> TEXT PROVIDED:
○ ○ ○ ○

4. Multiclass CE and log-sum-exp

Code cell 17

logits = np.array([[3.0, 1.0, -2.0], [1000.0, 999.0, 998.0], [-4.0, 2.0, 1.0]])
targets = np.array([0, 2, 1])

def cross_entropy_logits(logits, targets):
    lse = logsumexp(logits, axis=1)
    return -logits[np.arange(len(targets)), targets] + lse

ce = cross_entropy_logits(logits, targets)
print("Stable CE:", np.round(ce, 6))
check_true("finite CE for huge logits", np.isfinite(ce).all())

Code cell 18

probs = softmax(logits, axis=1)
one_hot = np.eye(3)[targets]
grad = probs - one_hot
print("Softmax probabilities:\n", np.round(probs, 4))
print("CE gradient probs - one_hot:\n", np.round(grad, 4))
print("Row sums of gradient:", np.round(grad.sum(axis=1), 12))

○ ○ ○ ○

> OBJECTIVE 1: From the cross-entropy code, reproduce everything from "4. Multiclass CE" down to "ce = cross_entropy_logits(logits, targets)".
> OBJECTIVE 2:
Answer the following about the cross-entropy code:
(a) What array is assigned to targets?
(b) What label string is passed to check_true?
(c) What expression is assigned to grad?

○ ○ ○ ○

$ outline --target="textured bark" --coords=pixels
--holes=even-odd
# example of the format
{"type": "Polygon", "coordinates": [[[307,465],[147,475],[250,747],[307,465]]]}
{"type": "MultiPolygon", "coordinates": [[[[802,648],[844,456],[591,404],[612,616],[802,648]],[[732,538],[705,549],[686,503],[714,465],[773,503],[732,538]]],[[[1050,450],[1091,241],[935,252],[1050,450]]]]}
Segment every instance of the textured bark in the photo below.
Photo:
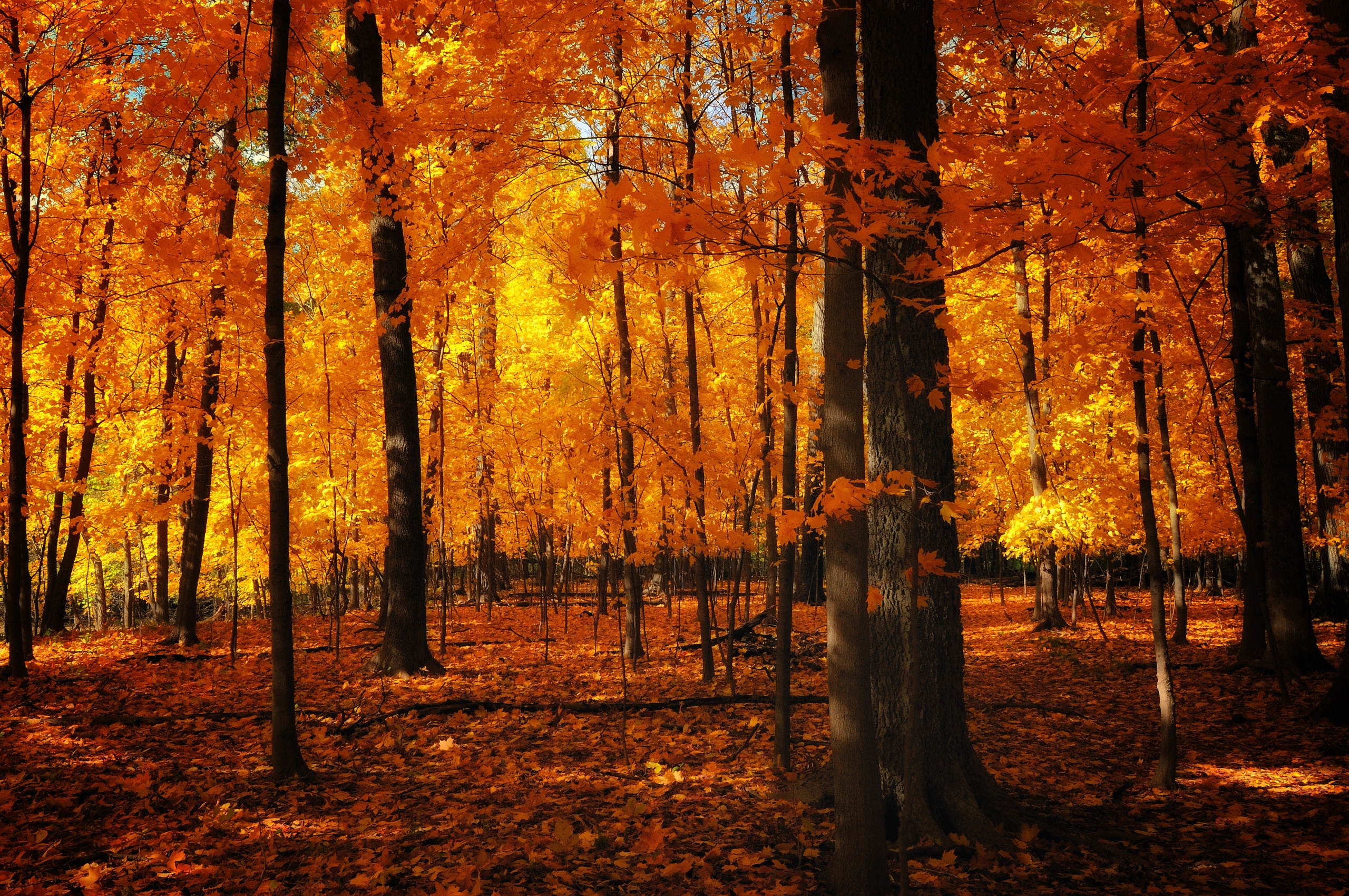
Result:
{"type": "MultiPolygon", "coordinates": [[[[792,4],[782,7],[792,15],[792,4]]],[[[792,84],[792,27],[782,32],[778,66],[782,80],[782,117],[796,120],[796,96],[792,84]]],[[[782,130],[782,157],[791,159],[796,132],[782,130]]],[[[782,514],[796,510],[796,378],[800,359],[796,355],[796,202],[786,204],[786,254],[782,258],[782,514]]],[[[800,533],[800,526],[797,526],[800,533]]],[[[777,766],[792,768],[792,602],[796,599],[796,540],[782,551],[777,587],[777,642],[773,654],[773,758],[777,766]]]]}
{"type": "MultiPolygon", "coordinates": [[[[235,26],[237,34],[239,26],[235,26]]],[[[229,85],[239,74],[239,62],[231,57],[228,62],[229,85]]],[[[206,298],[206,340],[201,356],[201,420],[197,422],[197,459],[192,467],[192,499],[188,502],[188,522],[182,530],[182,559],[178,564],[178,617],[170,641],[182,646],[197,644],[197,586],[201,580],[201,556],[206,547],[206,522],[210,517],[210,480],[214,468],[214,448],[212,445],[216,402],[220,401],[220,318],[225,314],[225,269],[228,267],[229,240],[235,236],[235,206],[239,196],[239,181],[235,177],[235,155],[239,151],[237,119],[235,115],[220,130],[221,152],[224,155],[225,201],[216,223],[216,282],[206,298]]]]}
{"type": "Polygon", "coordinates": [[[271,610],[271,773],[278,781],[308,776],[295,731],[295,640],[290,594],[290,456],[286,451],[286,57],[290,0],[271,3],[271,70],[267,78],[266,306],[267,378],[267,588],[271,610]]]}
{"type": "MultiPolygon", "coordinates": [[[[610,186],[616,188],[623,175],[619,161],[619,138],[623,117],[623,31],[614,34],[614,119],[608,132],[610,186]]],[[[627,291],[623,281],[623,228],[614,225],[610,235],[614,259],[614,331],[618,335],[618,506],[623,526],[623,656],[642,656],[642,588],[638,582],[637,555],[637,461],[633,448],[633,425],[627,402],[633,397],[633,340],[627,329],[627,291]]]]}
{"type": "MultiPolygon", "coordinates": [[[[816,30],[820,51],[822,112],[859,136],[857,108],[857,11],[846,0],[824,0],[816,30]]],[[[861,246],[840,228],[842,200],[851,175],[831,163],[824,185],[832,198],[824,263],[824,406],[820,444],[824,480],[866,476],[862,417],[863,285],[861,246]]],[[[854,510],[826,524],[824,583],[830,688],[830,742],[834,749],[834,858],[828,881],[835,893],[889,892],[885,819],[871,711],[871,657],[866,618],[867,514],[854,510]]]]}
{"type": "Polygon", "coordinates": [[[1234,227],[1225,227],[1228,300],[1232,306],[1232,405],[1241,452],[1241,528],[1245,559],[1241,572],[1241,641],[1237,660],[1259,663],[1265,653],[1264,488],[1260,486],[1260,441],[1256,435],[1255,382],[1251,376],[1251,309],[1245,255],[1234,227]]]}
{"type": "MultiPolygon", "coordinates": [[[[92,177],[90,177],[92,179],[92,177]]],[[[85,198],[85,208],[88,209],[89,200],[85,198]]],[[[88,223],[88,217],[85,219],[88,223]]],[[[84,225],[80,228],[81,236],[84,235],[84,225]]],[[[84,277],[76,281],[76,301],[84,294],[84,277]]],[[[77,310],[70,316],[70,340],[80,335],[80,312],[77,310]]],[[[47,522],[47,582],[53,582],[57,578],[57,567],[61,561],[57,557],[57,548],[61,547],[61,520],[62,511],[65,510],[65,483],[66,483],[66,463],[70,453],[70,399],[74,395],[74,379],[76,379],[76,355],[74,345],[71,344],[70,351],[66,354],[66,375],[61,381],[61,422],[57,428],[57,490],[51,495],[51,520],[47,522]]]]}
{"type": "MultiPolygon", "coordinates": [[[[1140,62],[1148,59],[1147,23],[1144,20],[1144,0],[1136,0],[1137,19],[1135,20],[1135,42],[1140,62]]],[[[1145,69],[1144,69],[1145,70],[1145,69]]],[[[1139,82],[1136,92],[1137,127],[1141,135],[1148,131],[1148,81],[1139,82]]],[[[1145,170],[1144,166],[1143,170],[1145,170]]],[[[1137,197],[1137,208],[1143,206],[1145,196],[1143,179],[1133,181],[1133,196],[1137,197]]],[[[1139,510],[1143,515],[1143,544],[1144,559],[1148,565],[1148,584],[1151,591],[1152,609],[1152,652],[1157,675],[1157,717],[1160,725],[1157,768],[1152,775],[1152,787],[1172,789],[1176,785],[1176,715],[1175,715],[1175,685],[1171,680],[1171,657],[1167,652],[1167,607],[1163,596],[1161,583],[1161,544],[1157,540],[1157,514],[1152,503],[1152,447],[1148,441],[1148,390],[1144,382],[1144,347],[1145,347],[1145,298],[1151,283],[1147,271],[1147,236],[1148,221],[1141,212],[1135,213],[1135,236],[1137,239],[1136,259],[1139,267],[1135,273],[1135,310],[1133,310],[1133,425],[1135,425],[1135,457],[1139,466],[1139,510]]],[[[1159,356],[1160,363],[1160,356],[1159,356]]],[[[1160,381],[1159,381],[1160,382],[1160,381]]]]}
{"type": "Polygon", "coordinates": [[[1176,474],[1171,466],[1171,421],[1167,417],[1166,375],[1161,372],[1161,340],[1157,331],[1148,331],[1152,340],[1152,354],[1157,356],[1153,371],[1153,386],[1157,401],[1157,440],[1161,444],[1161,478],[1167,483],[1167,511],[1171,521],[1171,599],[1175,605],[1176,627],[1171,640],[1188,644],[1190,611],[1184,602],[1184,553],[1180,551],[1180,498],[1176,490],[1176,474]]]}
{"type": "MultiPolygon", "coordinates": [[[[19,53],[19,26],[15,23],[7,43],[19,53]]],[[[5,513],[8,538],[4,594],[4,630],[9,642],[9,677],[28,675],[26,657],[30,652],[32,623],[28,617],[31,573],[28,572],[28,451],[23,426],[28,420],[28,385],[23,375],[24,317],[28,301],[28,275],[32,258],[32,94],[28,92],[27,69],[19,69],[19,179],[18,193],[9,171],[9,152],[0,154],[0,185],[4,188],[4,209],[9,225],[9,246],[13,248],[11,285],[13,308],[9,313],[9,468],[5,513]]]]}
{"type": "MultiPolygon", "coordinates": [[[[393,155],[382,144],[384,121],[383,50],[374,4],[356,13],[347,3],[347,65],[360,88],[356,105],[367,119],[370,142],[362,148],[366,196],[374,205],[370,248],[379,328],[379,374],[384,394],[384,468],[389,482],[389,615],[384,641],[368,668],[393,675],[444,673],[426,642],[426,530],[421,511],[421,432],[417,421],[417,362],[413,356],[407,247],[394,215],[390,189],[393,155]],[[368,104],[368,105],[367,105],[368,104]]],[[[353,85],[355,86],[355,85],[353,85]]]]}
{"type": "Polygon", "coordinates": [[[1298,499],[1298,433],[1288,386],[1283,293],[1272,242],[1238,227],[1251,310],[1260,488],[1264,498],[1265,603],[1278,661],[1294,673],[1329,668],[1317,646],[1307,602],[1307,571],[1298,499]]]}
{"type": "MultiPolygon", "coordinates": [[[[1143,0],[1139,0],[1141,7],[1143,0]]],[[[1147,274],[1139,271],[1139,291],[1147,291],[1147,274]]],[[[1176,717],[1175,687],[1171,681],[1171,659],[1167,653],[1167,607],[1161,582],[1161,544],[1157,540],[1157,514],[1152,503],[1152,449],[1148,444],[1148,391],[1143,375],[1144,332],[1143,313],[1136,314],[1133,335],[1133,418],[1136,428],[1135,453],[1139,461],[1139,505],[1143,514],[1143,538],[1148,561],[1148,580],[1152,603],[1152,652],[1157,672],[1157,708],[1160,715],[1160,745],[1157,768],[1152,785],[1172,789],[1176,785],[1176,717]]]]}
{"type": "MultiPolygon", "coordinates": [[[[684,201],[693,201],[693,162],[697,152],[697,124],[693,119],[693,0],[684,4],[684,70],[680,115],[684,120],[684,201]]],[[[712,665],[711,611],[707,596],[707,474],[703,470],[703,410],[697,387],[697,328],[693,317],[693,290],[684,286],[684,360],[688,368],[688,430],[693,449],[693,513],[697,515],[697,544],[693,545],[693,594],[697,599],[697,637],[701,648],[703,680],[716,676],[712,665]]],[[[734,605],[733,605],[734,606],[734,605]]],[[[734,625],[734,619],[731,621],[734,625]]],[[[730,654],[727,654],[730,656],[730,654]]]]}
{"type": "MultiPolygon", "coordinates": [[[[938,136],[932,1],[873,0],[861,11],[866,136],[902,142],[916,162],[925,163],[927,144],[938,136]]],[[[902,184],[897,193],[936,213],[936,173],[928,169],[921,181],[902,184]]],[[[940,235],[935,225],[927,233],[940,235]]],[[[907,578],[919,548],[936,552],[948,569],[959,567],[955,526],[940,515],[940,502],[955,498],[950,397],[942,389],[940,408],[928,402],[929,390],[939,389],[939,371],[948,363],[946,332],[936,324],[946,302],[944,285],[905,274],[909,263],[925,260],[931,252],[924,235],[892,233],[869,258],[871,302],[884,302],[885,316],[867,332],[867,476],[901,470],[936,483],[916,518],[911,518],[915,502],[909,497],[881,495],[869,509],[869,569],[884,598],[871,617],[881,784],[892,807],[904,806],[912,839],[927,835],[946,842],[947,835],[962,834],[1002,843],[1005,835],[997,826],[1013,824],[1016,807],[970,742],[959,580],[923,576],[917,582],[927,607],[915,610],[907,578]],[[909,390],[909,376],[924,381],[921,394],[909,390]]],[[[1027,387],[1031,394],[1029,381],[1027,387]]],[[[1032,457],[1037,456],[1036,413],[1028,408],[1032,457]]]]}

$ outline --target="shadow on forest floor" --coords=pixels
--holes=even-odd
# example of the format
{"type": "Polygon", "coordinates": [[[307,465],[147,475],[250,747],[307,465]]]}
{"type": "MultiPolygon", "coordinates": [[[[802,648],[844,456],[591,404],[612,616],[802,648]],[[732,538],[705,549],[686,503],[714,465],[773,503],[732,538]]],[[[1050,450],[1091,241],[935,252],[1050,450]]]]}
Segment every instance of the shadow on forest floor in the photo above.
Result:
{"type": "MultiPolygon", "coordinates": [[[[1230,599],[1191,603],[1190,646],[1172,648],[1180,788],[1148,788],[1156,691],[1147,614],[1077,632],[1031,633],[1029,600],[1009,622],[982,586],[965,590],[967,702],[975,746],[1032,808],[1137,857],[1116,865],[1021,831],[1024,853],[911,861],[916,892],[1331,893],[1349,853],[1346,733],[1302,717],[1325,679],[1292,685],[1222,673],[1240,619],[1230,599]],[[1197,664],[1197,665],[1195,665],[1197,664]],[[1055,712],[1051,710],[1067,710],[1055,712]],[[1079,715],[1075,715],[1079,714],[1079,715]]],[[[1145,595],[1121,592],[1126,607],[1145,595]]],[[[754,610],[761,598],[755,596],[754,610]]],[[[1013,609],[1014,607],[1014,609],[1013,609]]],[[[799,607],[805,656],[795,691],[823,694],[824,615],[799,607]]],[[[317,777],[270,781],[264,622],[201,626],[202,661],[146,661],[167,650],[144,633],[74,633],[38,644],[23,684],[0,684],[0,812],[11,823],[0,888],[12,893],[804,893],[830,849],[830,812],[766,797],[772,710],[737,704],[653,712],[393,715],[451,699],[556,704],[726,694],[699,681],[692,602],[673,618],[648,607],[650,660],[612,649],[618,619],[571,607],[459,609],[442,679],[364,675],[376,636],[348,614],[340,661],[297,654],[302,749],[317,777]],[[140,637],[143,636],[143,637],[140,637]],[[486,644],[491,641],[492,644],[486,644]],[[94,717],[130,723],[96,725],[94,717]],[[177,717],[156,725],[146,717],[177,717]],[[140,722],[140,723],[136,723],[140,722]],[[823,853],[823,854],[822,854],[823,853]]],[[[297,645],[322,648],[328,622],[298,617],[297,645]]],[[[762,632],[764,629],[761,629],[762,632]]],[[[770,630],[770,629],[769,629],[770,630]]],[[[1338,656],[1340,626],[1319,629],[1338,656]]],[[[432,644],[438,644],[438,619],[432,644]]],[[[177,652],[175,652],[177,653],[177,652]]],[[[769,695],[770,653],[739,657],[739,694],[769,695]]],[[[797,762],[827,758],[827,714],[795,710],[797,762]]],[[[896,860],[897,861],[897,860],[896,860]]]]}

○ ○ ○ ○

> ANSWER 1:
4. Multiclass CE and log-sum-exp

Code cell 17

logits = np.array([[3.0, 1.0, -2.0], [1000.0, 999.0, 998.0], [-4.0, 2.0, 1.0]])
targets = np.array([0, 2, 1])

def cross_entropy_logits(logits, targets):
    lse = logsumexp(logits, axis=1)
    return -logits[np.arange(len(targets)), targets] + lse

ce = cross_entropy_logits(logits, targets)

> ANSWER 2:
(a) np.array([0, 2, 1])
(b) "finite CE for huge logits"
(c) probs - one_hot